### Document excerpt
%%

- A number of NHS organisations , including hospitals and GP practices, have been affected by a ransomware attack.
- This has impacted organisations in different ways. In some cases computers have been infected with the ransomware virus; in other cases, computers/servers/internet connections have been shut down as a precautionary measure to prevent the spread of the virus.
- This attack was not specifically targeted at the NHS and is affecting organisations from across a range of sectors.
- NHS IT staff are being supported by cyber security experts as they work around the clock to fix the problem and bring impacted systems back online.
- There is no evidence that patient data has been accessed or that patient records have been affected.
- Clinical systems are unaffected and GPs can continue to access information, including electronic patient records as normal. However, connections between different NHS organisations have been affected and this means it may not be possible for information to be shared electronically between the practice and other organisations, for example electronic prescriptions and test results, on Monday. IT are working to resolve this as quickly as possible.
Frequently asked questions
[Please amend according to your local circumstances}
How has my practice been affected?
The practice remains open and is working effectively to well-tested business continuity plans. [Clinical computer systems have not been affected]. However non-clinical computers, including those that operate telephone systems (where applicable), may have been affected and computers and internet connections have been shut down as a precaution while investigations continue. This may cause some disruption, including difficulty reaching the practice by telephone. In addition, while some of our systems are down, it may take longer to see patients and arrange prescriptions so please bear with us if things are running more slowly than normal.
I already have a GP appointment booked. Will this still go ahead?
Yes, the practice is open and you can attend your appointment as normal.
Can I book an urgent or routine GP appointment?
Yes practice is open and continuing to take bookings as normal/ the practice is open but can only make urgent appointments. [delete as applicable] We are using a paper-based system to make appointments. This may cause things to run more slowly than usual and ask for your patience and understanding while we try to bring our systems back online.
How have the phone systems been affected?
All phone lines for GP practices are working normally/ Our electronic call queuing systems has been affected. Our normal phone lines still work and you can call us on the usual number, but instead of the call queuing system you may hear an engaged tone and may experience some delays in getting through. If this happens, please keep trying to get through. Thank you for your patience and understanding while we work to resolve the problem. [delete as applicable]
Has my patient information been affected?

%%

### Excerpted records
%%

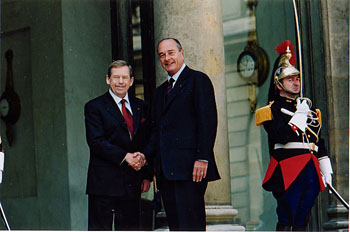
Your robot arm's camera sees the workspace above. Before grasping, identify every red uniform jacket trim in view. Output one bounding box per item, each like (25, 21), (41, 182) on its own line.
(263, 156), (278, 184)
(263, 153), (325, 192)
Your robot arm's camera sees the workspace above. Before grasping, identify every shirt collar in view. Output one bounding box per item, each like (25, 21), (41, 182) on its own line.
(109, 89), (130, 104)
(168, 63), (186, 83)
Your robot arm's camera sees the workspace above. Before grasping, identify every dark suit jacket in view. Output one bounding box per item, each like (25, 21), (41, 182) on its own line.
(146, 66), (220, 181)
(84, 92), (151, 196)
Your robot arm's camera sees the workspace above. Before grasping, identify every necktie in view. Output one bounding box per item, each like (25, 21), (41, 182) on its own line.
(168, 78), (175, 94)
(121, 99), (134, 138)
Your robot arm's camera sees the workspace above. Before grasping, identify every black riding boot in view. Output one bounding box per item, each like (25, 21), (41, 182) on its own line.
(276, 223), (292, 231)
(292, 226), (307, 231)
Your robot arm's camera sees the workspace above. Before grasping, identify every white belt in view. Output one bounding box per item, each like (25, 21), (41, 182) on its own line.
(275, 142), (318, 152)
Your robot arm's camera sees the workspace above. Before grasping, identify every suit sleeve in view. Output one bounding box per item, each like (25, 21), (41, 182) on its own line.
(194, 73), (218, 162)
(84, 102), (127, 165)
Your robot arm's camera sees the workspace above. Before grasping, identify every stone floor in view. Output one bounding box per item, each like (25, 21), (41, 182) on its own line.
(156, 224), (245, 231)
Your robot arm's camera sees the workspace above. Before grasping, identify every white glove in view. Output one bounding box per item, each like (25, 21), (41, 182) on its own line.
(0, 152), (5, 184)
(318, 157), (333, 187)
(288, 99), (310, 132)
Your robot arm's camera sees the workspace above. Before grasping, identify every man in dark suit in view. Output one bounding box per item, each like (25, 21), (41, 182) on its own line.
(85, 60), (152, 230)
(145, 38), (220, 230)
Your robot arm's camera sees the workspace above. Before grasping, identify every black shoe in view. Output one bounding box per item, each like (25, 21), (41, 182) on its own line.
(292, 226), (307, 231)
(276, 223), (292, 231)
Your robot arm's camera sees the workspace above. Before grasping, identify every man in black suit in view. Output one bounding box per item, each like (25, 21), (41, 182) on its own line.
(85, 60), (152, 230)
(145, 38), (220, 230)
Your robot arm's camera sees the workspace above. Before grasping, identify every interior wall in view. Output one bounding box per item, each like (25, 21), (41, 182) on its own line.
(1, 0), (70, 230)
(62, 0), (112, 230)
(0, 0), (111, 230)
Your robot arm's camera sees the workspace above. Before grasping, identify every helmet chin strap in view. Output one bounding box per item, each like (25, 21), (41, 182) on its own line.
(277, 81), (300, 99)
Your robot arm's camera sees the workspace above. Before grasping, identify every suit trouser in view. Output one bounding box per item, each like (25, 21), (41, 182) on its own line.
(273, 160), (320, 229)
(88, 195), (140, 230)
(160, 177), (208, 231)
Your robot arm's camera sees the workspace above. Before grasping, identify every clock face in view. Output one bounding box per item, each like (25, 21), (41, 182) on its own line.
(0, 98), (10, 117)
(238, 54), (255, 78)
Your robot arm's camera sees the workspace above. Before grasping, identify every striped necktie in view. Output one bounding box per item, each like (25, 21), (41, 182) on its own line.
(121, 99), (134, 138)
(168, 78), (175, 94)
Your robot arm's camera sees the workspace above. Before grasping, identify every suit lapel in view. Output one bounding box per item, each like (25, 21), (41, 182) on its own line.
(129, 98), (142, 135)
(105, 92), (129, 131)
(164, 66), (190, 110)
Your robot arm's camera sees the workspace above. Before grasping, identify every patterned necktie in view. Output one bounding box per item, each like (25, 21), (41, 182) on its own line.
(121, 99), (134, 138)
(168, 78), (175, 94)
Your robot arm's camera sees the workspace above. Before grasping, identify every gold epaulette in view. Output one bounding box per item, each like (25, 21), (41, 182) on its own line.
(255, 101), (273, 126)
(316, 109), (322, 125)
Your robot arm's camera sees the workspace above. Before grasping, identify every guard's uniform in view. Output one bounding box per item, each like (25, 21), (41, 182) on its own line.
(255, 96), (327, 227)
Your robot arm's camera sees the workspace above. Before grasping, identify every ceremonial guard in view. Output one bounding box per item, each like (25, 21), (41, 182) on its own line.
(255, 40), (333, 231)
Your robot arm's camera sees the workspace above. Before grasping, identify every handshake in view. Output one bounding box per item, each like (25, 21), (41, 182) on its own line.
(125, 152), (146, 171)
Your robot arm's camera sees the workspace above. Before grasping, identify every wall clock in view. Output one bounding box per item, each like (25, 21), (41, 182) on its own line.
(237, 0), (269, 112)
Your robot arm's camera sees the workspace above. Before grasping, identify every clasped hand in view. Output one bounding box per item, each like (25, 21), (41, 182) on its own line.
(125, 152), (146, 171)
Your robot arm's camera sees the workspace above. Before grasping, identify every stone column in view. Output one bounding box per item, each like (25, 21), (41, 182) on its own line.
(154, 0), (242, 228)
(321, 0), (349, 231)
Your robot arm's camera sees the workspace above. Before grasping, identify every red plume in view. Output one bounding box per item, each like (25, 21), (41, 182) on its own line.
(276, 40), (296, 66)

%%

### Work to be completed
In the NHS ransomware notice, who is supporting NHS IT staff as they work to restore affected systems?

### Output below
Cyber security experts are supporting NHS IT staff.